**EXERCISE AIM:** Starting at the line that contains "If you could spot the shadow" and continuing through the final line, write those lines out again with "set a marker" swapped for "place a pin" and nothing else changed.

=== INPUT ROWS ===

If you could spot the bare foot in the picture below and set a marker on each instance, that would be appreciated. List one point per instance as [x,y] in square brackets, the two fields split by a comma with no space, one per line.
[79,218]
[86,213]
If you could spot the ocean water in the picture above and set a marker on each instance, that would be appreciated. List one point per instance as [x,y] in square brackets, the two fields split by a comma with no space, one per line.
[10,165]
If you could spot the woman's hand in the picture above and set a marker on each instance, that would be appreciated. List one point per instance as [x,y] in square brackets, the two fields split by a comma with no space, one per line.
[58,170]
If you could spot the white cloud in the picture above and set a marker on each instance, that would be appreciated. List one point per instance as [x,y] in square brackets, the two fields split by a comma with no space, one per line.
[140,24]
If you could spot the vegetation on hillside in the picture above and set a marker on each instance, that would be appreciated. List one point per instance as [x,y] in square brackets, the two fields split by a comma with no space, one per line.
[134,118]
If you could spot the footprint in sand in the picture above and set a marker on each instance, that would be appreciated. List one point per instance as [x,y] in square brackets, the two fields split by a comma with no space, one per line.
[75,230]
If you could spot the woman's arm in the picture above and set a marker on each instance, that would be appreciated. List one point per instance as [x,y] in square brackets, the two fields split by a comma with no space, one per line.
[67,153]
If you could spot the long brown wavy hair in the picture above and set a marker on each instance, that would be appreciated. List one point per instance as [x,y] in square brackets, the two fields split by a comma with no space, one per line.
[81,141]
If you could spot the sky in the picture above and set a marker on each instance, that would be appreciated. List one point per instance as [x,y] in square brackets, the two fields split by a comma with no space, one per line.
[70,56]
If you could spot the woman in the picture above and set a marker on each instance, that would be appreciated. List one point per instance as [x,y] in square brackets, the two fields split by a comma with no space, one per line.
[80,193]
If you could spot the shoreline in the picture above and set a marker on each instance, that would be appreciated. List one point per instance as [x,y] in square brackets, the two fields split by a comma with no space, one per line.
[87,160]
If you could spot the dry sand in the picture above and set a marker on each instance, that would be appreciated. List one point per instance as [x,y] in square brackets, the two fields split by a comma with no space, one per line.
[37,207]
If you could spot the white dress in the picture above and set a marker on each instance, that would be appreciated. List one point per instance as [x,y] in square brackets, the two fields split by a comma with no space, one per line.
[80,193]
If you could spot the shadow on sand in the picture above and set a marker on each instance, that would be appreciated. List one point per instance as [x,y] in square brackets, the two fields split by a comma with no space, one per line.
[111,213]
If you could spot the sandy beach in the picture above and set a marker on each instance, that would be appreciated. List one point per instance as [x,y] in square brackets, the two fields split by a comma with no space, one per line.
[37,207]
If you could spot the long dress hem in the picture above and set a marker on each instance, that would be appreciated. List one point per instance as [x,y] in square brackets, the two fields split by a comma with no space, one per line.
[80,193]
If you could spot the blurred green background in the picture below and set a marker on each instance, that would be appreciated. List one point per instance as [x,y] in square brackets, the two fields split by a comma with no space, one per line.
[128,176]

===

**EXERCISE OUTPUT:**
If you could spot the shadow on sand in the picture above and place a pin on each instance, that would be appreciated. List one point per instance as [x,y] in square brackets, the two fields split by a comma with no space, one per line.
[111,213]
If you could spot the sandy beach in the picture above and place a pin on each instance, that would be appreciated. List one point per instance as [x,y] in square brackets, the two fields split by a comma with no space, one per line.
[37,207]
If you could spot the long dress hem in the picture above and place a pin on each instance, that would be appreciated. List one point per instance as [x,y] in square brackets, the two fields split by a comma with no space, one per line.
[80,193]
If you could spot the blurred green background in the picture below and place a pin on each instance, that would be appreciated. List one point per instance as [x,y] in square brackets, the two fields split by a comma with no space, one per line.
[128,176]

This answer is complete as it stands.